# EXERCISE INSTRUCTIONS:
Beginning with the first line below, please restate each line exactly, down to and including the line containing "I would be grateful for your help identifying the round".

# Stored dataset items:
######

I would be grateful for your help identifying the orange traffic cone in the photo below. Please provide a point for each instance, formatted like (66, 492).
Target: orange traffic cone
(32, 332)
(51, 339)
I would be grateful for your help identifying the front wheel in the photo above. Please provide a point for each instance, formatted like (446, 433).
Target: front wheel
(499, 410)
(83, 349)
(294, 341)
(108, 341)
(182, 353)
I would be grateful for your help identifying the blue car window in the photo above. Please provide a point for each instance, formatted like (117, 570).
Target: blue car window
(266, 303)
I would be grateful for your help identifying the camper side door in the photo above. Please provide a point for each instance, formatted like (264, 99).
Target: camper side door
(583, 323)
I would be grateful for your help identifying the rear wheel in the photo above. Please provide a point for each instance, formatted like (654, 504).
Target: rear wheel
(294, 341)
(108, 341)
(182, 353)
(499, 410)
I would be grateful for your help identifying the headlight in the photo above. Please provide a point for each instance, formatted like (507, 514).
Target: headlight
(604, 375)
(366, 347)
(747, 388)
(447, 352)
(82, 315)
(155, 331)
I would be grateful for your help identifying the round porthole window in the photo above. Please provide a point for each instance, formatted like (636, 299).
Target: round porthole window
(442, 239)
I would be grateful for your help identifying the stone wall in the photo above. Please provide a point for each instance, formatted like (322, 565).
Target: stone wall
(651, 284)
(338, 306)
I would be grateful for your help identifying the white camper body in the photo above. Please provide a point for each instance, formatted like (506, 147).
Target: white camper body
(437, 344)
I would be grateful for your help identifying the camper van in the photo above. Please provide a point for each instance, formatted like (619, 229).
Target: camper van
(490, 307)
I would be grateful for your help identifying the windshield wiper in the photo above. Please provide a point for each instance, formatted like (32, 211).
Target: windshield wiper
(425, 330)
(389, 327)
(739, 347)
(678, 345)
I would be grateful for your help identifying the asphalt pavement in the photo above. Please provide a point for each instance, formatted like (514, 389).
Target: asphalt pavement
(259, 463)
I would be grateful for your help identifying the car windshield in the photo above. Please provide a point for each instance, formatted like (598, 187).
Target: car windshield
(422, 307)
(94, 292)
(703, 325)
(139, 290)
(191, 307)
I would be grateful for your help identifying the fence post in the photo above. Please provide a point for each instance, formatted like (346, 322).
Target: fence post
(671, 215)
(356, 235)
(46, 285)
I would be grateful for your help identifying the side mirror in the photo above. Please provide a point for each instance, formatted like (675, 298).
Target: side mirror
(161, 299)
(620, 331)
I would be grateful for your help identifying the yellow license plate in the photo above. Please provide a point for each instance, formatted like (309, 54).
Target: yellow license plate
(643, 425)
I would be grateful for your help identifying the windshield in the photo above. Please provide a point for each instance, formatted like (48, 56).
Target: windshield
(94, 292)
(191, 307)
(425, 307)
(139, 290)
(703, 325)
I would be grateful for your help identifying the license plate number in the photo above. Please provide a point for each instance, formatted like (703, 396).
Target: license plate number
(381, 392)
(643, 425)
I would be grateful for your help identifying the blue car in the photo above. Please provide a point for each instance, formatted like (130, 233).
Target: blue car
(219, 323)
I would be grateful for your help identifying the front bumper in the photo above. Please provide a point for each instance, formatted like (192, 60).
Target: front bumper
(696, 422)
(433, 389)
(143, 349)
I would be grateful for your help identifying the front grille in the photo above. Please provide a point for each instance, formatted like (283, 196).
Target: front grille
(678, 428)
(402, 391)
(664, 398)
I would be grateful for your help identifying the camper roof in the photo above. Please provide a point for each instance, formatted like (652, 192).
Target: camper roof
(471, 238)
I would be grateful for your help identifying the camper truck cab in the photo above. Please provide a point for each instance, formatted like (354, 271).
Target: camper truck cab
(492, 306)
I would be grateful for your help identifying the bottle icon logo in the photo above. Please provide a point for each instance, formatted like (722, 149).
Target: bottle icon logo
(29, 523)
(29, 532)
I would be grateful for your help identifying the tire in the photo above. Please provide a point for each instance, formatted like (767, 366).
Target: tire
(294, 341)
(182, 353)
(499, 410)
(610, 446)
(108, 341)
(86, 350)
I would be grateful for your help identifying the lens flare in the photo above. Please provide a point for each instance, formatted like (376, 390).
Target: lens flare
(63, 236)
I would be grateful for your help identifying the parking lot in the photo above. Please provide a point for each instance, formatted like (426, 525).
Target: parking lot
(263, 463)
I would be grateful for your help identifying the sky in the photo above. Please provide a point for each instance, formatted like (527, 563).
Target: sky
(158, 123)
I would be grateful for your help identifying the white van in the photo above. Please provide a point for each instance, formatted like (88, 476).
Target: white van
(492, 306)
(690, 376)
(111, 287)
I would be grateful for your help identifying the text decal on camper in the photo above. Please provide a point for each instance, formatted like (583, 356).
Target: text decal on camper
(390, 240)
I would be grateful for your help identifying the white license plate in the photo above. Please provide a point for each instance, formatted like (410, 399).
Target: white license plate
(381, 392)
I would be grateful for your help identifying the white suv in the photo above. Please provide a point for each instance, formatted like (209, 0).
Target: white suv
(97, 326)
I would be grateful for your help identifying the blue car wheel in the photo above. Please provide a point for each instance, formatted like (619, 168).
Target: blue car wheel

######

# OUTPUT FOR THIS TASK:
I would be grateful for your help identifying the orange traffic cone in the photo below. Please provide a point for each instance, formatted like (66, 492).
Target: orange traffic cone
(32, 332)
(51, 339)
I would be grateful for your help identifying the front wheel in the photo above. Please provide a point for each instance, formatted like (446, 433).
Target: front wheel
(499, 410)
(83, 349)
(294, 341)
(108, 341)
(182, 353)
I would be grateful for your help identifying the blue car window in the photo above. Please provide a point for each instance, formatted like (117, 570).
Target: blue car window
(266, 303)
I would be grateful for your help identifying the camper side door in the photo above. Please provide a point for each instance, formatted like (264, 99).
Target: camper side door
(583, 323)
I would be grateful for your help identifying the rear wheel in the photo above. Please provide a point for each instance, formatted like (654, 504).
Target: rear wheel
(294, 341)
(108, 341)
(182, 353)
(499, 410)
I would be grateful for your help identifying the headlight in the photo above. Please provide a point for each instance, formatted like (507, 514).
Target: headlight
(604, 375)
(366, 347)
(747, 388)
(447, 352)
(82, 315)
(155, 331)
I would be grateful for your help identifying the round porthole window in the photo above. Please provide a point for each instance, formatted like (636, 299).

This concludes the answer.